> [GIVEN INSTRUCTION]: Pick out each line in the items below that contains the word "horizontal", and copy those lines.

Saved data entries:
◇ ◇ ◇ ◇

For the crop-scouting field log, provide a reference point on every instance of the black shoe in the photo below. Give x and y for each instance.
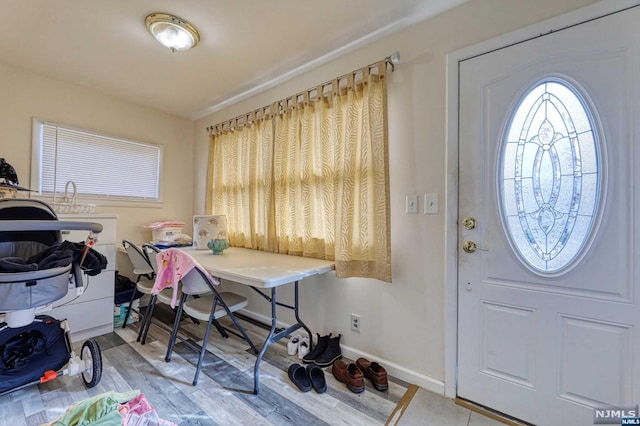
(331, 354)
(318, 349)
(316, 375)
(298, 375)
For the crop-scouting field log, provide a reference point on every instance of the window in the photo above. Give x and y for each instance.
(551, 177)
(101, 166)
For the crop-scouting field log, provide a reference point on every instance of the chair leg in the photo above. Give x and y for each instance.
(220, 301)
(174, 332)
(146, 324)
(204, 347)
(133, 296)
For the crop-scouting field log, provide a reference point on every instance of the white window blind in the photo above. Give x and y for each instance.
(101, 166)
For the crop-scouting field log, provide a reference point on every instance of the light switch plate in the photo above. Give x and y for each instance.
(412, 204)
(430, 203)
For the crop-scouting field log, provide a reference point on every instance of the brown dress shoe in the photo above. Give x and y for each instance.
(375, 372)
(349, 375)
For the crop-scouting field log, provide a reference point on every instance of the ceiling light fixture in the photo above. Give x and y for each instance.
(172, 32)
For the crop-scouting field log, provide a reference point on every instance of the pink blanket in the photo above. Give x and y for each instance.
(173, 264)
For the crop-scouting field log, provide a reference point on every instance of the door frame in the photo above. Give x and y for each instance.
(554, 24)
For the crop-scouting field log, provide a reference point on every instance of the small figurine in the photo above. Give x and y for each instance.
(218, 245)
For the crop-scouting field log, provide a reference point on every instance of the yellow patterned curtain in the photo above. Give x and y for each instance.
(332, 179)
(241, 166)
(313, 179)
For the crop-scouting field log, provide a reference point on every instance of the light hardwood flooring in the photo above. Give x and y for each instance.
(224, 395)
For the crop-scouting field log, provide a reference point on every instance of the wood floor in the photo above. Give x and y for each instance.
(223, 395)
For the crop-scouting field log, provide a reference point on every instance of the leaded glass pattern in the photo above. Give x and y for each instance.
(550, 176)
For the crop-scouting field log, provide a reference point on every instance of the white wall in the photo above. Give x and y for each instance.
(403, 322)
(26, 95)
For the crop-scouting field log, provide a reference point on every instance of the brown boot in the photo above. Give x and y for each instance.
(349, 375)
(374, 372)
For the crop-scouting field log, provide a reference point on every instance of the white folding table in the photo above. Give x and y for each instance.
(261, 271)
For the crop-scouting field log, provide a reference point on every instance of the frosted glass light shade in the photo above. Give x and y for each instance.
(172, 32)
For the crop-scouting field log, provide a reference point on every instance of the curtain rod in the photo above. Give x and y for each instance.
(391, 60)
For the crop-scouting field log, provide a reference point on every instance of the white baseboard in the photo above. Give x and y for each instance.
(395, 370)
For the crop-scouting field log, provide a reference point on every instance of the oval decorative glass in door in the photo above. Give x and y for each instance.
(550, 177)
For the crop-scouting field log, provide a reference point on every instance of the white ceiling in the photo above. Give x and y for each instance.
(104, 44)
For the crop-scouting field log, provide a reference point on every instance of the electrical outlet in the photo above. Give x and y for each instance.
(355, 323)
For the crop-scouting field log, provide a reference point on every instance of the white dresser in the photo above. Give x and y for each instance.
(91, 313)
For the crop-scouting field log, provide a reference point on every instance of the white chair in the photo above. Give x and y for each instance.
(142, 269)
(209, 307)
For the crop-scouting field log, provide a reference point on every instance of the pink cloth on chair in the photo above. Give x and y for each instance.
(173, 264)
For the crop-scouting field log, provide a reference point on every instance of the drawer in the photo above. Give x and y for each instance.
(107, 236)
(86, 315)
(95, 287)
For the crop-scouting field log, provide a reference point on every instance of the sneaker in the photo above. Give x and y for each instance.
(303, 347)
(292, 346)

◇ ◇ ◇ ◇

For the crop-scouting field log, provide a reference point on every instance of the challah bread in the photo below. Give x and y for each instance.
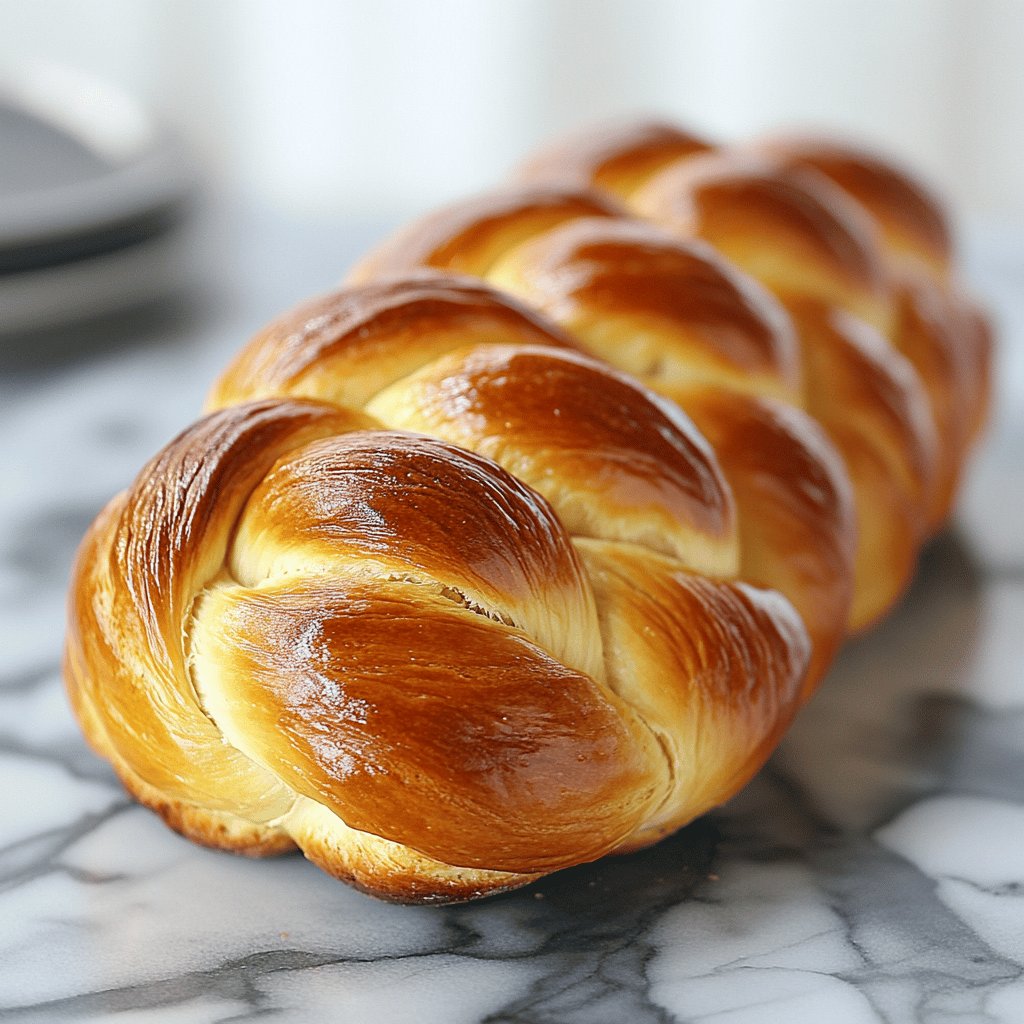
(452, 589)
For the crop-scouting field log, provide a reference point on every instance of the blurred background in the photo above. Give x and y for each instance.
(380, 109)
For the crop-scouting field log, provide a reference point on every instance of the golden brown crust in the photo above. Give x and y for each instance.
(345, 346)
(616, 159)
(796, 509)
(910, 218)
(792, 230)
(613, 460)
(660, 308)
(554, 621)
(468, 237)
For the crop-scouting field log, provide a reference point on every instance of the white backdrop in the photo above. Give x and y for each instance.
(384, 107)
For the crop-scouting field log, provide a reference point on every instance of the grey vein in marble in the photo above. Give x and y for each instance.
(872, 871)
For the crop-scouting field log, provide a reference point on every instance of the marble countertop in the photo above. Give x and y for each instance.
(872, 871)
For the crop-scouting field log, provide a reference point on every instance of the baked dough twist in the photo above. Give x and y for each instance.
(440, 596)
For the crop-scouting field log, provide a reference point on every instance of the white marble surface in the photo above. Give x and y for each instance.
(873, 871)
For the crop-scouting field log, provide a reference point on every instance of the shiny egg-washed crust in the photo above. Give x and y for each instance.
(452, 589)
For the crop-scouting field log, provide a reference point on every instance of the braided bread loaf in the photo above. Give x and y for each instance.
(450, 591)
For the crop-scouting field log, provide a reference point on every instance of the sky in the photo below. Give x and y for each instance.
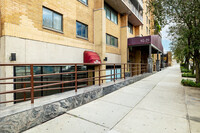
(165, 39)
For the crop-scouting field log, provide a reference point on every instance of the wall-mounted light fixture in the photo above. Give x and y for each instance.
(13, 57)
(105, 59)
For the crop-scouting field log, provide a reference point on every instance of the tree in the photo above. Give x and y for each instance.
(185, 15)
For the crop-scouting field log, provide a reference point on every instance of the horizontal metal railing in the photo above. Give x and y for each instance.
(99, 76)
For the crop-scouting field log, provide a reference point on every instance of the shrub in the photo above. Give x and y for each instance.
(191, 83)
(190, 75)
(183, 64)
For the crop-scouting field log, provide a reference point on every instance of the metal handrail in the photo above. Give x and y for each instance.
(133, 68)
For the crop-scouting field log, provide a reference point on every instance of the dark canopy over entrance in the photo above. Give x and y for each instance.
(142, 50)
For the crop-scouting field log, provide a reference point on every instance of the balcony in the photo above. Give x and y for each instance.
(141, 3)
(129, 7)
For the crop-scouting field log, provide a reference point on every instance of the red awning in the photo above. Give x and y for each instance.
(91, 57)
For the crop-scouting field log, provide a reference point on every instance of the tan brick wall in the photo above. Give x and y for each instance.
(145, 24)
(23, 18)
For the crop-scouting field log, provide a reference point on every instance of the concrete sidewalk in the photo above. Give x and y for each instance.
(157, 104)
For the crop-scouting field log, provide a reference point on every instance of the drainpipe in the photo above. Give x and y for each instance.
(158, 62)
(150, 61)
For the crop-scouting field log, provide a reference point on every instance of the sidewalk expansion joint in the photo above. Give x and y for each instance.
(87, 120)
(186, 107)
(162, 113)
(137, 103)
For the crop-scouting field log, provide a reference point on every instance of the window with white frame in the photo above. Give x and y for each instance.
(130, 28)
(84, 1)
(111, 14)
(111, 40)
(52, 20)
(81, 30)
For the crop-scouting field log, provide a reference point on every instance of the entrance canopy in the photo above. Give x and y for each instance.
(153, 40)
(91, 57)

◇ ◇ ◇ ◇

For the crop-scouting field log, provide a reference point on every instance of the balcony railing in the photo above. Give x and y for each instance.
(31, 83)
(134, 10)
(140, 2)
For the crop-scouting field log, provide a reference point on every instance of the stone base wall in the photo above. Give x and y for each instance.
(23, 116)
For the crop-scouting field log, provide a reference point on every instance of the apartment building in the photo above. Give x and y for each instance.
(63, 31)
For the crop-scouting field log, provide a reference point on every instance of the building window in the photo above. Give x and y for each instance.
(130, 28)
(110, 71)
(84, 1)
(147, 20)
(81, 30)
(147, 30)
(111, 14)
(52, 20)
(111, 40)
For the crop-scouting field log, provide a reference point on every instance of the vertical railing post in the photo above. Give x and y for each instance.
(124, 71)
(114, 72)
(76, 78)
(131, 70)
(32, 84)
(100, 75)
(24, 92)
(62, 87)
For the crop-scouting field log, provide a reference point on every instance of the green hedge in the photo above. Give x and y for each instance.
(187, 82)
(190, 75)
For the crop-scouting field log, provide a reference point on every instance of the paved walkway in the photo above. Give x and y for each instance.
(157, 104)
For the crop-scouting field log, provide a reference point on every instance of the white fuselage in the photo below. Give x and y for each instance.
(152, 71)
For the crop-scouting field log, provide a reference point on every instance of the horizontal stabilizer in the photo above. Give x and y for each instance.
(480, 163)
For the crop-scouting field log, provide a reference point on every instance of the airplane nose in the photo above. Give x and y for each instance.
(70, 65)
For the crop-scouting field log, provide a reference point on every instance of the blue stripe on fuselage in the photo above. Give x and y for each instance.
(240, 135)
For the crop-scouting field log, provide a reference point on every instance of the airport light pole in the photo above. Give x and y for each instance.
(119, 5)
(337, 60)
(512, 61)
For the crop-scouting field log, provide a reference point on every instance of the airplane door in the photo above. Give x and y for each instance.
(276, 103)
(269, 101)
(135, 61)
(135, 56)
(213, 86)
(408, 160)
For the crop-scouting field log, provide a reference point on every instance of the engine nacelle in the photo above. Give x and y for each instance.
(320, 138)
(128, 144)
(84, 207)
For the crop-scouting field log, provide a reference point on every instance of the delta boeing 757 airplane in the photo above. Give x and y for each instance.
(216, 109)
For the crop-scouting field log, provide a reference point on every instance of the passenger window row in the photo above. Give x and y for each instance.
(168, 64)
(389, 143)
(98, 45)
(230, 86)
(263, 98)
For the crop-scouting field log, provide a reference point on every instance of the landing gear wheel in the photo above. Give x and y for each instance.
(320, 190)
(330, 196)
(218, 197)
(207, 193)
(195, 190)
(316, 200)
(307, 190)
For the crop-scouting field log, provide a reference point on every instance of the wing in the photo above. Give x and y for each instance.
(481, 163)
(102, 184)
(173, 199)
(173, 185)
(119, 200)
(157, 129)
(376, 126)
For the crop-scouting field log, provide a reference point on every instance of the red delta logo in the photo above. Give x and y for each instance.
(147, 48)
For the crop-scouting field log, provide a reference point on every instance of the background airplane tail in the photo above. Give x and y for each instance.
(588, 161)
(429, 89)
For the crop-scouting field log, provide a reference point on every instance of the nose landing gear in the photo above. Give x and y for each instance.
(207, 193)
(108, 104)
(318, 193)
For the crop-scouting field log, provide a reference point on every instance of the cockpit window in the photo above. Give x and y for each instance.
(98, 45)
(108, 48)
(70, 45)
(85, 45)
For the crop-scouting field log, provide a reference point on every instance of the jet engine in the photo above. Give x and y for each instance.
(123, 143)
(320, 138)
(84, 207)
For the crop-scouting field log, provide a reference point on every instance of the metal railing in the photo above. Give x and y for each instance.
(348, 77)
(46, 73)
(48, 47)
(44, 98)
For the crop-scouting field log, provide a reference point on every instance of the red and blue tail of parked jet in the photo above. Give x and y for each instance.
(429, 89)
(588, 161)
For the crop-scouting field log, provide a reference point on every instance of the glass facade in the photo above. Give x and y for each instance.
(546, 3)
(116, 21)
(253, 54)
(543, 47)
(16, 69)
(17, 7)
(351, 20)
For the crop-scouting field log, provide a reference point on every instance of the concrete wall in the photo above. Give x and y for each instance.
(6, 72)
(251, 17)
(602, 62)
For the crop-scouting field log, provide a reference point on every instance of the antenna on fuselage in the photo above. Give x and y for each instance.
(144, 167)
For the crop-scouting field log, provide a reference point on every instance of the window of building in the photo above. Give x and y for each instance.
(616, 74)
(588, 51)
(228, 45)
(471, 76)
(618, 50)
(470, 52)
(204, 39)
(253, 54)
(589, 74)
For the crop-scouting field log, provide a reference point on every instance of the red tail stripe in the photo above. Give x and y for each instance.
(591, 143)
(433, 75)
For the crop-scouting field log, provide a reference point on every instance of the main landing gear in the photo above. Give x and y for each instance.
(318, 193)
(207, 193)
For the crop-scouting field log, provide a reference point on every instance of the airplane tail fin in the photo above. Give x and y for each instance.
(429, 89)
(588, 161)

◇ ◇ ◇ ◇

> [ANSWER TO THE TASK]:
For the crop-scouting field log, provide a reference point on every instance of the horizontal metal railing in the photo above. Give x and y for each instance.
For the crop-scouting field log, provide a reference point on every instance of the horizontal stabilizer in the photo above. Give x and y for each instance.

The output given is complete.